(What is asked): Render the rows below as a JSON list of strings, one string per line with blank lines dropped, beginning with the line that contains "the stone pillar" and running through the final line of the rows.

(Extracted records):
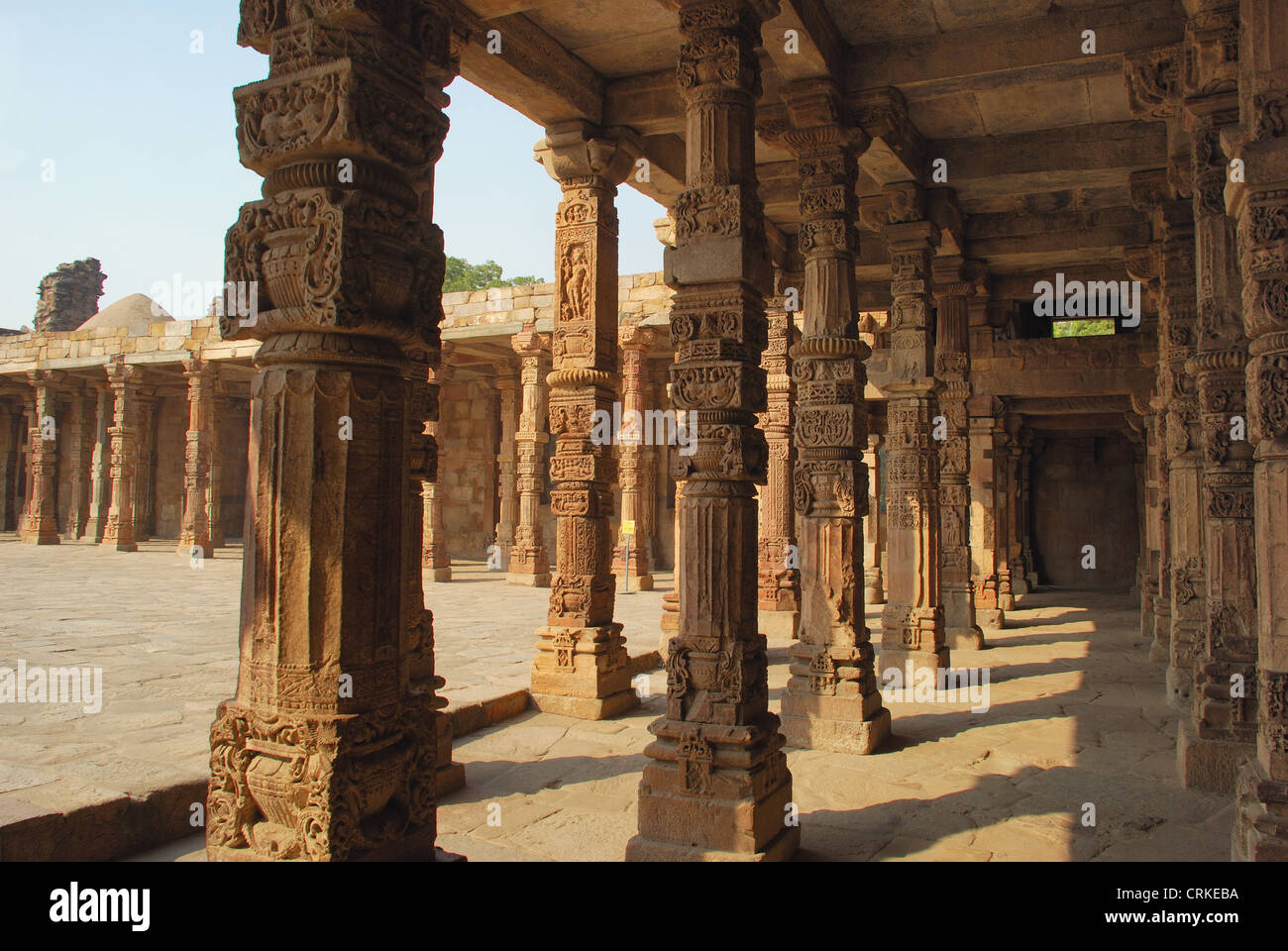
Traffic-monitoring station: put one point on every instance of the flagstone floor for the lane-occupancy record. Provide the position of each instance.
(1073, 759)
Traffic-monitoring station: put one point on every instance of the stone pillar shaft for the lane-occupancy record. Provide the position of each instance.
(581, 668)
(44, 436)
(912, 624)
(529, 565)
(329, 752)
(119, 531)
(777, 555)
(194, 528)
(635, 442)
(952, 369)
(716, 783)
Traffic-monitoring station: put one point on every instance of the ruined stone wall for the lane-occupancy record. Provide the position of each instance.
(1085, 493)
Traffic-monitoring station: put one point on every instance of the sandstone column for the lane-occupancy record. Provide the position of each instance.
(716, 781)
(630, 557)
(581, 668)
(529, 565)
(778, 599)
(329, 752)
(214, 491)
(1261, 209)
(1224, 729)
(44, 436)
(101, 480)
(507, 389)
(436, 561)
(194, 528)
(912, 624)
(986, 521)
(8, 464)
(119, 531)
(84, 425)
(832, 698)
(956, 285)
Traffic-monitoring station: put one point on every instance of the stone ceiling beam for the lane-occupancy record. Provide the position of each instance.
(1012, 52)
(820, 50)
(1064, 153)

(Worked solution):
[
  "Traffic-monitoring station: put one point on every instance of the stone pillar shaft for the lane-occupancy record. Provide the position of each instance.",
  "(581, 668)",
  "(44, 436)",
  "(912, 624)",
  "(529, 565)",
  "(329, 752)",
  "(119, 531)",
  "(777, 555)",
  "(194, 528)",
  "(635, 442)",
  "(952, 369)",
  "(716, 783)",
  "Traffic-monitoring station: put one point on every instance of the ruined stone wall for the lane-occupancy record. Provide the position of each instance.",
  "(1085, 493)",
  "Traffic-monitoring station: put one point on every instance of the sandstone column for the lane-occupancy record. Provide the position of each instance.",
  "(716, 781)",
  "(630, 557)",
  "(581, 668)",
  "(529, 565)",
  "(778, 599)",
  "(329, 752)",
  "(214, 491)",
  "(1261, 209)",
  "(1224, 729)",
  "(44, 436)",
  "(101, 480)",
  "(507, 389)",
  "(436, 561)",
  "(194, 528)",
  "(912, 624)",
  "(986, 521)",
  "(8, 464)",
  "(119, 531)",
  "(84, 425)",
  "(832, 698)",
  "(956, 285)",
  "Traffic-monitoring station: put one point on every instance of the stone ceiling beam for the lane-occupancy record. Provide the position of each instance.",
  "(1012, 52)",
  "(820, 50)",
  "(1064, 153)"
]